- **TASK GOAL**
All of the data must be written out verbatim, with pictures excluded.

[Records from a dataset]
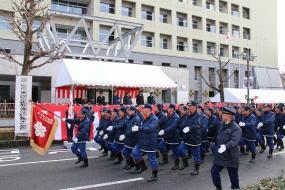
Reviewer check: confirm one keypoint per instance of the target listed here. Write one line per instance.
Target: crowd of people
(188, 131)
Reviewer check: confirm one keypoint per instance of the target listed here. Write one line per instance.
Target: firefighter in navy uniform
(192, 134)
(159, 113)
(170, 136)
(247, 124)
(119, 129)
(79, 142)
(147, 142)
(266, 126)
(228, 154)
(130, 137)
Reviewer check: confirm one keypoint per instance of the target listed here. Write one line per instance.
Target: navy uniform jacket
(229, 135)
(182, 123)
(267, 119)
(127, 100)
(120, 128)
(249, 130)
(193, 137)
(112, 134)
(171, 131)
(162, 121)
(132, 137)
(116, 100)
(148, 132)
(214, 125)
(204, 126)
(83, 128)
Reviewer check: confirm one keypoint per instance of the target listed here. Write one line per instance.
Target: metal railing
(7, 110)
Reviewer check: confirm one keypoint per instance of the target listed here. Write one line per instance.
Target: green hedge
(268, 184)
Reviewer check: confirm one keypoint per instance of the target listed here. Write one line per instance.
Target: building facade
(176, 34)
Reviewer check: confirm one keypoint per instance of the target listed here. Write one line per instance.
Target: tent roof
(234, 95)
(101, 73)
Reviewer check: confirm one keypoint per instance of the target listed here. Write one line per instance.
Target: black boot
(164, 159)
(131, 164)
(281, 145)
(127, 164)
(263, 148)
(120, 159)
(196, 169)
(154, 176)
(270, 153)
(79, 158)
(202, 158)
(242, 150)
(252, 158)
(176, 165)
(85, 164)
(185, 163)
(138, 166)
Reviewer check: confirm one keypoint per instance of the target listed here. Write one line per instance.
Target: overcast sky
(281, 35)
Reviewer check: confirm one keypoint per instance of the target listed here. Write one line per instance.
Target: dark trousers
(69, 132)
(233, 173)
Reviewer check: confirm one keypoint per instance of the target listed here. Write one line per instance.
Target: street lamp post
(248, 57)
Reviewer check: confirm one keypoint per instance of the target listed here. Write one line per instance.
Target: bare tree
(221, 78)
(22, 25)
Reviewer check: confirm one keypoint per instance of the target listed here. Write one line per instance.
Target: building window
(246, 33)
(126, 11)
(246, 13)
(235, 10)
(148, 63)
(197, 72)
(107, 8)
(166, 64)
(147, 13)
(4, 24)
(147, 40)
(70, 7)
(182, 66)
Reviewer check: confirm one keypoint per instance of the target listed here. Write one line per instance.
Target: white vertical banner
(22, 105)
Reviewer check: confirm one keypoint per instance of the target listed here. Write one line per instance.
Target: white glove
(242, 124)
(110, 128)
(75, 140)
(105, 137)
(161, 133)
(122, 137)
(186, 130)
(260, 124)
(135, 128)
(222, 149)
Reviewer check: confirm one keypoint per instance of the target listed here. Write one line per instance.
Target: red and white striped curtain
(122, 91)
(64, 92)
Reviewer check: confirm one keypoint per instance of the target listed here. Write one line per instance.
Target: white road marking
(43, 161)
(105, 184)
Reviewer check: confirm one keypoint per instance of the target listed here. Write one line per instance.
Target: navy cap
(172, 106)
(132, 108)
(123, 109)
(192, 103)
(83, 111)
(183, 107)
(159, 107)
(148, 106)
(229, 110)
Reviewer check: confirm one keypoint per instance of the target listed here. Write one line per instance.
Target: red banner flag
(43, 128)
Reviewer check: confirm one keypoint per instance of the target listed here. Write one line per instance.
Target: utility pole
(248, 57)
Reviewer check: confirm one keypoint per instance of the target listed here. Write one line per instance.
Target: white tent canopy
(234, 95)
(99, 73)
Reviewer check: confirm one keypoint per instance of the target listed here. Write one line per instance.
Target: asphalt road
(22, 169)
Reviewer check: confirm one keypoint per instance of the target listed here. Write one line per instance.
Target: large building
(180, 35)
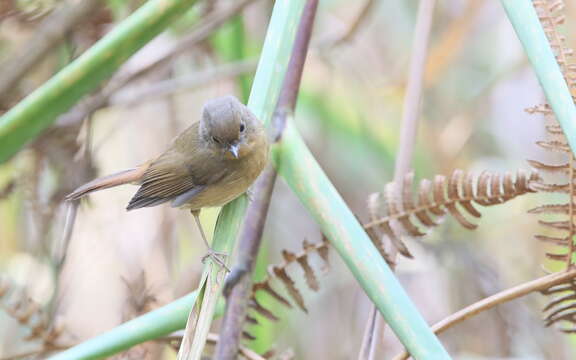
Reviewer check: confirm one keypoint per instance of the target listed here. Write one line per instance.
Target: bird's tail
(105, 182)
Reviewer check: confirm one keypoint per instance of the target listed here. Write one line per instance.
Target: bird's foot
(217, 257)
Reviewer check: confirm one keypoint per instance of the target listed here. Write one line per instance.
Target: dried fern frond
(280, 273)
(398, 212)
(564, 229)
(18, 305)
(562, 306)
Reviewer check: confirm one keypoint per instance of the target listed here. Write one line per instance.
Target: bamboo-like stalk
(303, 174)
(263, 96)
(37, 111)
(502, 297)
(251, 236)
(408, 132)
(155, 324)
(525, 21)
(309, 182)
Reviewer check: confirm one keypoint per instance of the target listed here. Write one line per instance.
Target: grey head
(227, 126)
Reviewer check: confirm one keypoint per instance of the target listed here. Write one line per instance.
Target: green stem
(152, 325)
(37, 111)
(524, 19)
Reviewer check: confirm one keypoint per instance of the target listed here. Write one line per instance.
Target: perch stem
(239, 283)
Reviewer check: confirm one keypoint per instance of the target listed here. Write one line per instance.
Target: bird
(209, 164)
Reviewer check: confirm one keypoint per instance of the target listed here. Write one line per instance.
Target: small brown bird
(210, 164)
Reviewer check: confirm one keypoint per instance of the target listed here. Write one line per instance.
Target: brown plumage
(209, 164)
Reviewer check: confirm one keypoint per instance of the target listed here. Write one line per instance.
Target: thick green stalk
(263, 96)
(152, 325)
(267, 83)
(37, 111)
(524, 19)
(296, 164)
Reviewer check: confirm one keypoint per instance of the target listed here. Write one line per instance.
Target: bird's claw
(217, 257)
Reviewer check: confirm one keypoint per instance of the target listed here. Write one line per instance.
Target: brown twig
(202, 31)
(188, 82)
(502, 297)
(49, 33)
(239, 287)
(408, 130)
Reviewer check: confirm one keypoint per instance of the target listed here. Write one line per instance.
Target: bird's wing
(167, 180)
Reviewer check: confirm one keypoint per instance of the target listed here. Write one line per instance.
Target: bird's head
(229, 127)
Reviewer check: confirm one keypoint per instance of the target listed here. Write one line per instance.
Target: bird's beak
(234, 150)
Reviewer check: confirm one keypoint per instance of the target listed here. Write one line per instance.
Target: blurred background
(121, 264)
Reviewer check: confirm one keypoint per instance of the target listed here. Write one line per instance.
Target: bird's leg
(214, 255)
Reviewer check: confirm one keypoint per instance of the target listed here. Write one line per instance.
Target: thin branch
(200, 33)
(360, 19)
(188, 82)
(408, 130)
(502, 297)
(49, 33)
(239, 287)
(412, 99)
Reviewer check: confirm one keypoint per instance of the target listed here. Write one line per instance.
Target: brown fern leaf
(395, 211)
(280, 273)
(550, 14)
(560, 216)
(562, 307)
(18, 305)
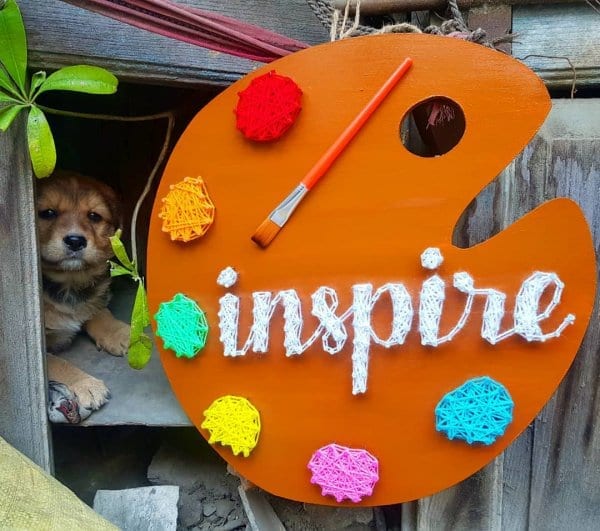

- **SOLUTION**
Reviewer check: confirm one keypoint per instance of the target listed here. Write one line per instance.
Target: crowd of people
(188, 131)
Reviewer check: confirm one keypoint per instance of the target listed here. Write one line per instance.
Target: firefighter in navy uniform
(192, 134)
(159, 113)
(170, 136)
(247, 124)
(119, 129)
(79, 142)
(147, 142)
(266, 126)
(228, 154)
(130, 137)
Reviewer check: confirm one keypoint per instance of the target listed here. Write one line per instance.
Target: navy uniform jacket
(229, 135)
(182, 123)
(267, 119)
(127, 100)
(120, 128)
(249, 130)
(193, 137)
(112, 134)
(171, 131)
(162, 121)
(132, 137)
(116, 100)
(148, 132)
(214, 125)
(204, 126)
(83, 128)
Reviewer check: confirm one keypoint per instance of the target listed here. Write one line per instance.
Target: metal railing
(7, 110)
Reviewer check: confirm one keypoint per instance of the target listed here. Write one line per instance.
Target: green hedge
(268, 184)
Reviewer check: confirm one keypoint per instance of the target listed here. Write one line per instance.
Target: building facade
(176, 34)
Reviewer check: confirm one keypoint per instance of the target listed here. Write one line per instance.
Target: tent roof
(234, 95)
(101, 73)
Reviewer check: confirm one keypoint per instance of the target listed here. Write one line per instance.
Target: black boot
(164, 159)
(131, 164)
(281, 145)
(127, 164)
(263, 148)
(120, 159)
(196, 169)
(154, 176)
(270, 153)
(79, 158)
(202, 158)
(242, 150)
(252, 158)
(176, 165)
(85, 164)
(185, 163)
(138, 166)
Reviewer check: confirm one keypoint per instance of the target listed here. Write one line per instance.
Target: overcast sky
(281, 35)
Reviewer check: confirm one keypoint per instance of the target listed here. Write one line per instance.
Target: dark trousers
(69, 132)
(233, 173)
Reviewer check: confirm one keypoint per instance of the target listed here. Write one line per instance.
Target: street lamp post
(248, 57)
Reviewer check: confirm one keypoint per instance of the target listed here. Write one line per instance.
Target: bare tree
(221, 78)
(22, 25)
Reviewer check: confirm one keypoint per instance of the target listed here. Write one line per instance.
Target: building window
(246, 33)
(126, 11)
(246, 13)
(235, 10)
(148, 63)
(197, 72)
(107, 8)
(166, 64)
(147, 13)
(4, 24)
(147, 40)
(70, 7)
(182, 66)
Reviewer check: confirm one keypoint per instance of the target listed here. Write one line per instance.
Target: white vertical banner
(22, 105)
Reviewer check: confirm one keypoint per instance of the target listed here. Write one line per instance.
Target: white glove
(242, 124)
(110, 128)
(75, 140)
(105, 137)
(161, 133)
(122, 137)
(186, 130)
(260, 124)
(135, 128)
(222, 149)
Reviewer check: confirm one keypoint per instance of the target listed here. Write one line per instance.
Target: red and white striped curtain
(122, 91)
(64, 92)
Reviewer check: confirm one keypoint per instance of the target listed here. Write one line per instance.
Target: white road marking
(43, 161)
(105, 184)
Reviewer check: confirm one keypoint per instance of the target listed here. Write one line per instance.
Target: navy cap
(172, 106)
(132, 108)
(123, 109)
(192, 103)
(83, 111)
(183, 107)
(159, 107)
(148, 106)
(229, 110)
Reviewer check: confirm one keypoint per instance of the target listed here. Write one line per instance.
Target: red banner flag
(43, 128)
Reviewer check: confirm one keypoint per instance of the target listed here. Write one line per instance.
Target: utility pole
(248, 57)
Reviewer check: confirm one keypoint per instance of the target listed here. Write one line per instance.
Target: white tent canopy
(234, 95)
(99, 73)
Reviewer check: confirm one keypoint per instance of the target listed here. Write one line per instance.
Target: asphalt road
(22, 169)
Reviewer check: confirm one keypoint per instance of the target listed here. Write one line per instance.
Target: large building
(180, 35)
Reviewer check: confirm one keypoint per instance of the target listed here. Write one line per instance.
Target: bird's tail
(105, 182)
Reviewer check: confirm one keypoint per instance of the target listed here. Write one line per instance.
Target: bird's foot
(217, 257)
Reviewer check: confirm one keypoint per instance of the target listed here. Write one line per instance.
Target: dried fern frond
(280, 273)
(398, 212)
(564, 229)
(18, 305)
(562, 306)
Reviewer check: confirm one keypoint per instance of the target listed here. Write one line per instance.
Target: bamboo-like stalk
(303, 174)
(263, 96)
(37, 111)
(502, 297)
(251, 236)
(408, 132)
(155, 324)
(525, 21)
(309, 182)
Reviewer check: confirm one keypoint per instance of the target listed here. Write one line per instance.
Target: grey head
(227, 126)
Reviewer check: confirm one keypoint per instance of the target listed here. Write one line per instance.
Target: green stem
(152, 325)
(37, 111)
(524, 19)
Reviewer check: confirm one keypoint per instance of the target listed here. Write one line per instance.
Target: perch stem
(239, 283)
Reviewer check: confirm one keypoint per instance of the target listed here. Write one line per instance.
Target: bird
(209, 164)
Reviewer check: confirm one keypoint per instance of the target listed here. Write one line per instance.
Target: small brown bird
(210, 164)
Reviewer check: confirm one keypoint per instance of the target listed here. Write one line per instance.
Target: brown plumage
(209, 164)
Reviewer check: confirm one keypoint per instance of the target listed here. Write one line per instance.
Target: thick green stalk
(263, 96)
(152, 325)
(267, 83)
(37, 111)
(524, 19)
(296, 164)
Reviewer check: confirm one keypoint per instance of the target listed here. Write one line per instance.
Target: bird's claw
(217, 257)
Reviewer check: confirm one keypoint per instance of the target listed here. Write one line per instance.
Target: brown twig
(202, 31)
(188, 82)
(502, 297)
(49, 33)
(239, 287)
(408, 130)
Reviewer check: confirm one keypoint per instance of the target listed here. Write one line per instance.
Target: bird's wing
(167, 180)
Reviewer check: confirm one keypoint per instance of the target listed here. Write one line per instance.
Target: bird's head
(229, 127)
Reviewer check: confirm one keypoint per instance of the target listed here. Write one line per instance.
Target: bird's beak
(234, 150)
Reviewer check: confirm one keypoint per instance of the target listed here. Write one line per instance.
Target: blurred background
(121, 264)
Reviewer check: confirm one keypoint per instance of the target listed here. Write one line per instance.
Target: bird's leg
(214, 255)
Reviewer check: confirm one keypoint per instance of the target listed here. Write one line per instance.
Target: thin branch
(200, 33)
(360, 19)
(188, 82)
(408, 130)
(502, 297)
(49, 33)
(239, 287)
(412, 99)
Reviewer check: confirm one keypoint per instance of the target listed here. Write one line per instance.
Target: brown fern leaf
(395, 211)
(280, 273)
(550, 14)
(560, 216)
(562, 307)
(18, 305)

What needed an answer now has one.